INSTRUCTIONS ▸
1 > Set down the part of the gambling addiction article that starts at "Jordan received a" and ends at "it did himself.", word for word.
2 > In the gambling addiction article, what is the name of the company Jordan Lea runs as chief executive officer?

SELECTED EXTRACT ▸
Man who blew half a million pounds in casinos warns of devastating effects of gambling addiction
A recovered gambling addict who blew half a million pounds in casinos has warned of the devastating negative impact on not only gamblers themselves, but also their friends and family.
Jordan Lea from Llandudno became addicted to gambling at the age of 15 and since his recovery has been educating children in Welsh schools on not only the risks of gambling but also how to cope if someone they know becomes addicted.
The 35-year-old is now the chief executive officer of Deal Me Out – an award-winning company that offers national education and gambling harms awareness programmes across Wales.
Jordan’s addiction first began when he was a teenager using online gamer currency. By the time he was 18 years old, he had a full-blown gambling addiction which led him to being convicted of fraud.
Whilst awaiting his trial, Jordan convinced himself he wouldn’t be jailed as he was willing to kill himself to avoid being locked up.
As a result, his gambling addiction increased tenfold with his feelings that he had nothing left to lose.
Jordan received a suspended sentence and began gambling again a few years after which led to him racking up thousands of pounds worth of debt.
Overall, he lost around £500,000 to poker games, slot machines and other ways of placing bets.
Eventually, Jordan’s partner and family stepped in to help him through post recovery support, but he has warned the impact of his actions was far reaching and effected his loved ones just as much it did himself.
He said: “My addiction had a significant impact on my parents especially when they had to sit in court and watch me be sentenced.
“I don’t think they really understood it, especially the online gaming part of it, which is one of the primary reasons of why education really is key and a number one priority in tackling this issue”
Jordan said the sessions he now delivers at schools across Wales are a “big eye opener” for people taking part.
He said: “One of the big questions I get at a session is ‘why is this session important to me when I don’t have a gambling addiction?’
“The point is, you might not, but what if someone you knew did? What if it was your sister, your dad or your mam who was addicted?
“What’s important is not the amount of money I myself lost through gambling, it was the effect my actions had on those around me.”
A report from Public Health Wales published today found that identification of gambling harm by healthcare professionals and continued post-recovery support is needed if Wales wants to reduce the devastating effects caused by gambling.
Evidence found there is significant negative impact upon not only gamblers themselves, but also upon families, friends, colleagues and employers and the wider community.
Annie Ashman, Specialty Registrar in Public Health at Public Health Wales said “A system wide approach is needed to take action on every level of the causes and resulting harms that gambling can have.

EXERCISE DATA ▸
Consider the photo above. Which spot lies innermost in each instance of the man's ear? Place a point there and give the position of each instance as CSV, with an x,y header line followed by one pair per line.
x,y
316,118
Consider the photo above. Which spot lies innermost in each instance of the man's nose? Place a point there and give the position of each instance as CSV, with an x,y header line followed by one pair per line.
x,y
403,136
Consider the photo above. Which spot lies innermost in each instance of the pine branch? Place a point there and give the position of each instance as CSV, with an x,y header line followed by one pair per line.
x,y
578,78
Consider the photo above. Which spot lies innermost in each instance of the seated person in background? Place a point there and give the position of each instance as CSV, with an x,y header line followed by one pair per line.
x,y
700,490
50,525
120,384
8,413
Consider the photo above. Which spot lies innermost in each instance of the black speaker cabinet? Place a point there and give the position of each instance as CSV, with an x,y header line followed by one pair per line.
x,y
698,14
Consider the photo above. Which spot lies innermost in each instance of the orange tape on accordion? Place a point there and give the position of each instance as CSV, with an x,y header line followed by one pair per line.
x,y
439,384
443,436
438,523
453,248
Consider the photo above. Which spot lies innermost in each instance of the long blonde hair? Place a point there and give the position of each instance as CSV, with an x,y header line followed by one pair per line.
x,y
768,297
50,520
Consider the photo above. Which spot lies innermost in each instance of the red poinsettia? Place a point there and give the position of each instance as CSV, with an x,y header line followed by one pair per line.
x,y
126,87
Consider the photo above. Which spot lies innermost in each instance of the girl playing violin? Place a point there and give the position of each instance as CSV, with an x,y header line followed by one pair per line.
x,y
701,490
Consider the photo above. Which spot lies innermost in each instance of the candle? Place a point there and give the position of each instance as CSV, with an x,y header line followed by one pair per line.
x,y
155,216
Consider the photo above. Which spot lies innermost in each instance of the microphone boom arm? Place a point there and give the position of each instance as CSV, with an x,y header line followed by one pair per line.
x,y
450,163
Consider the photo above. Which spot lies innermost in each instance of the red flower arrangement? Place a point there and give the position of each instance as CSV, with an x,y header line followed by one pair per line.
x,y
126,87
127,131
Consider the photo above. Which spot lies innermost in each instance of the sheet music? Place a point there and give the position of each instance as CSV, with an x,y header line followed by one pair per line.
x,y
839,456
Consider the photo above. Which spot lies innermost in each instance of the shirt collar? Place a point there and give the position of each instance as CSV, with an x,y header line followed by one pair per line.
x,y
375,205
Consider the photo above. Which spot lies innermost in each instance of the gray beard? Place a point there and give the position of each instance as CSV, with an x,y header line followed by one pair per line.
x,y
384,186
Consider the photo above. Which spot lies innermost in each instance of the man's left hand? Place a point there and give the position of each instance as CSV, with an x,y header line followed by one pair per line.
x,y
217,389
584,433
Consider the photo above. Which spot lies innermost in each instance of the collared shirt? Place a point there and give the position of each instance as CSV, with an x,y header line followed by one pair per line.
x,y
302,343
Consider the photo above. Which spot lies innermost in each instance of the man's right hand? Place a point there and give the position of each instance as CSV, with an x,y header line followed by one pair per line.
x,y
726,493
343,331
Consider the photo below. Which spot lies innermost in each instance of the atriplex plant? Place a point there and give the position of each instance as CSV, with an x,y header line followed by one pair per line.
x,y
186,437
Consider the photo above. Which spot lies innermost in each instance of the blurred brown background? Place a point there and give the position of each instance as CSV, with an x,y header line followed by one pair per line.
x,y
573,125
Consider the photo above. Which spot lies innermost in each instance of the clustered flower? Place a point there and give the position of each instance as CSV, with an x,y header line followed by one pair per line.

SOLUTIONS FOR EACH TASK ▸
1 >
Jordan received a suspended sentence and began gambling again a few years after which led to him racking up thousands of pounds worth of debt.
Overall, he lost around £500,000 to poker games, slot machines and other ways of placing bets.
Eventually, Jordan’s partner and family stepped in to help him through post recovery support, but he has warned the impact of his actions was far reaching and effected his loved ones just as much it did himself.

2 > Deal Me Out